What this task involves - Identify every line in these lines that contains the word "tree", and copy each one.
-- START --
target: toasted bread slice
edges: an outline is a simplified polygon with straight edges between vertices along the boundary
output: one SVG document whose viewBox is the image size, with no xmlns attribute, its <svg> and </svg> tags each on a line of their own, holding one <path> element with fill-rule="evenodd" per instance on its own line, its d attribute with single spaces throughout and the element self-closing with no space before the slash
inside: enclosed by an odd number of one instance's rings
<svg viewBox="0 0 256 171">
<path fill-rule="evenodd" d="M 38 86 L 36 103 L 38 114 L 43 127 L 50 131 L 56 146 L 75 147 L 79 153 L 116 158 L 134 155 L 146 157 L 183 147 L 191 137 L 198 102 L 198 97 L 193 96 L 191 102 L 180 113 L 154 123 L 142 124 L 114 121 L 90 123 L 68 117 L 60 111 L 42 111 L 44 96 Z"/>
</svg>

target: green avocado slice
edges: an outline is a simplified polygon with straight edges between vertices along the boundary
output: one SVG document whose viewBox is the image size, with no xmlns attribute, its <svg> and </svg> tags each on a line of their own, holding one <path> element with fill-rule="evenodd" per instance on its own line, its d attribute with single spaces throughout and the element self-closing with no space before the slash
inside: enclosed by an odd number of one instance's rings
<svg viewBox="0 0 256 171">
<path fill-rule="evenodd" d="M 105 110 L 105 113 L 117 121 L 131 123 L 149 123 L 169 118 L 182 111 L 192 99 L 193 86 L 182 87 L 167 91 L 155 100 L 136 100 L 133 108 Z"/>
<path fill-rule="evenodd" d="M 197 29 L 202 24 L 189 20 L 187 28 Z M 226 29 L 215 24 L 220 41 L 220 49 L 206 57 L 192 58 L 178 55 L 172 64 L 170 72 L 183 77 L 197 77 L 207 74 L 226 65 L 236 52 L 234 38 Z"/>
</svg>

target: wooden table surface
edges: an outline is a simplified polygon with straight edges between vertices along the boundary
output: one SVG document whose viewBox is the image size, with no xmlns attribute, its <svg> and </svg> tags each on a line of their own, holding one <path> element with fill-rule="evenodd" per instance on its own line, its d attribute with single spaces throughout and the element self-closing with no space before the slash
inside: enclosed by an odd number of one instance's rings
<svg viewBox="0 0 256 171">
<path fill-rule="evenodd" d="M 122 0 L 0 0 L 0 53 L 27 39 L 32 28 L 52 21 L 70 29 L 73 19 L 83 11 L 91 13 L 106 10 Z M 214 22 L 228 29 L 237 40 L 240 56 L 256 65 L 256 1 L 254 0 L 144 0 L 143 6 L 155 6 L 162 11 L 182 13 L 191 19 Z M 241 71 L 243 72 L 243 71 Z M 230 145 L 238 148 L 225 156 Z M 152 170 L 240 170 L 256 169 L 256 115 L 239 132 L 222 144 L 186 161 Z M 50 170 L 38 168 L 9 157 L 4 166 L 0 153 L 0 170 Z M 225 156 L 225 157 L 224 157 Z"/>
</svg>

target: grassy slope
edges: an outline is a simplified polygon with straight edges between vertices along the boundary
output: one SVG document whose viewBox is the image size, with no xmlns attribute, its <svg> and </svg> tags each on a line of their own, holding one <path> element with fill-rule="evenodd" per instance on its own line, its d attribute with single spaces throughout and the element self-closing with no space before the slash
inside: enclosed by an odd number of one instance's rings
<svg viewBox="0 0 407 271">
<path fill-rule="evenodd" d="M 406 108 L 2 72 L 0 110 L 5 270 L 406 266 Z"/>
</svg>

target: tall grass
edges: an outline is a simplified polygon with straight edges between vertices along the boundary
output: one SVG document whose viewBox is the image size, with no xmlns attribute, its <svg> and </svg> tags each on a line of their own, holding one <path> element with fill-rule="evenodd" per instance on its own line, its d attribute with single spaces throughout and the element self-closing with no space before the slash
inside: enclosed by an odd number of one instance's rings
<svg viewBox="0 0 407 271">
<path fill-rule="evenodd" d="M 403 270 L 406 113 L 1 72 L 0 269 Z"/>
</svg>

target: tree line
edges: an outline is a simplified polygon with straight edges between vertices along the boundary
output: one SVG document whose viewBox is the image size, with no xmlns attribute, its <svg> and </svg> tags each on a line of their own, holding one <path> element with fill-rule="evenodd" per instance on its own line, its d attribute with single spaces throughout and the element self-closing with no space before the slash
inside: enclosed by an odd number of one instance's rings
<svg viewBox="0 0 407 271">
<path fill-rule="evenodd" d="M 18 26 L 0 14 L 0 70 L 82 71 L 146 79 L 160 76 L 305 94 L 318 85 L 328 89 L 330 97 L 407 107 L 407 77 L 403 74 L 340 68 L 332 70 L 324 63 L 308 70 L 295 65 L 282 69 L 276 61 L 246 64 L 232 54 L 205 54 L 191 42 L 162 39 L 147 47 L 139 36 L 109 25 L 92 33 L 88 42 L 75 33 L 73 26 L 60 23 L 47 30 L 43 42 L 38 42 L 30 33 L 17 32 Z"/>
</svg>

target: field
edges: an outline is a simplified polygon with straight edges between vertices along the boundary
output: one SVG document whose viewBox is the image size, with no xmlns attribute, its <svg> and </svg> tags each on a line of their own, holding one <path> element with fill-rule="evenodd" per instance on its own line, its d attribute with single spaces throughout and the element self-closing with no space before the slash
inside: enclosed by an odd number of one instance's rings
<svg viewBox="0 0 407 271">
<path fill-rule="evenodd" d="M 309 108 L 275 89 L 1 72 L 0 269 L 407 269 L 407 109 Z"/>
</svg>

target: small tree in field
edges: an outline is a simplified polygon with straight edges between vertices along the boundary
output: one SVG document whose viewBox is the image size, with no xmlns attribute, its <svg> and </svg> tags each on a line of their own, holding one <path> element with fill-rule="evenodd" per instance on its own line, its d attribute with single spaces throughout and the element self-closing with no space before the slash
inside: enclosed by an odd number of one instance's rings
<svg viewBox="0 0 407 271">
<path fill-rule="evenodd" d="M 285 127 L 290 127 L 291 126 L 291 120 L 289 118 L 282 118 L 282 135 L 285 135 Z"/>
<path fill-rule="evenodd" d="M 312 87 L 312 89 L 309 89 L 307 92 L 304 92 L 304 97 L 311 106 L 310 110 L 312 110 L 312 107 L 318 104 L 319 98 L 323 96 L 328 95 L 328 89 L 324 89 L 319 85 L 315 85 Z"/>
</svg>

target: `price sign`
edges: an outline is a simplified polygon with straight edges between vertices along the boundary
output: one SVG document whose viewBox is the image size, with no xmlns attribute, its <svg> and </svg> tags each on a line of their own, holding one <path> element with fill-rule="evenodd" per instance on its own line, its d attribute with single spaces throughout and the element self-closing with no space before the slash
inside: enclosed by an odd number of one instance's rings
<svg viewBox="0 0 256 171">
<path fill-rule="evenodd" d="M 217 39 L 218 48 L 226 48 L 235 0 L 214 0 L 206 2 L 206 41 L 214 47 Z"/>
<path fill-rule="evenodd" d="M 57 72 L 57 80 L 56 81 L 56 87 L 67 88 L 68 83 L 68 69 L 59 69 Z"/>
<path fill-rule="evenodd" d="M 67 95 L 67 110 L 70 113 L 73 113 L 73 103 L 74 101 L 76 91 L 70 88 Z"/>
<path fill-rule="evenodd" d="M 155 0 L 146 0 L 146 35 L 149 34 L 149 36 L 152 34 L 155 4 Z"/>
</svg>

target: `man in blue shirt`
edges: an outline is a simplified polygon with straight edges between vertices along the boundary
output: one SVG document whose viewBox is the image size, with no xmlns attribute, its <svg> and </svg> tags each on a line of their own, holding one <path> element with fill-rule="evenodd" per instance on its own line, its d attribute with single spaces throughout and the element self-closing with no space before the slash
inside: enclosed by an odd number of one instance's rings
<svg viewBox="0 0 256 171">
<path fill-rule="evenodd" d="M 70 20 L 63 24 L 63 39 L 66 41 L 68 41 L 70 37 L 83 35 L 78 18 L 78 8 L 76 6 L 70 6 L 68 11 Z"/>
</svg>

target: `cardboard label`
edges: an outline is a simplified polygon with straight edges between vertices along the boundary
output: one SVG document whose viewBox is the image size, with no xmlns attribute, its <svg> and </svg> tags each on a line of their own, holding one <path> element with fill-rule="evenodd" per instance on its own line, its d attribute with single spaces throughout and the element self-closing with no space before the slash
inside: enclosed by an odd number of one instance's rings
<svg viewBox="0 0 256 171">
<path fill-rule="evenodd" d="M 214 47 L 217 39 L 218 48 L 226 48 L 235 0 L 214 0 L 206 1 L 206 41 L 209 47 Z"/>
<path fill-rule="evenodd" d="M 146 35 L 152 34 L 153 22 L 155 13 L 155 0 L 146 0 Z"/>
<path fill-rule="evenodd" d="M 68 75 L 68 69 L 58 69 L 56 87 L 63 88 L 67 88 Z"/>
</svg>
-- END --
Exercise response -
target: tree line
target: small tree in field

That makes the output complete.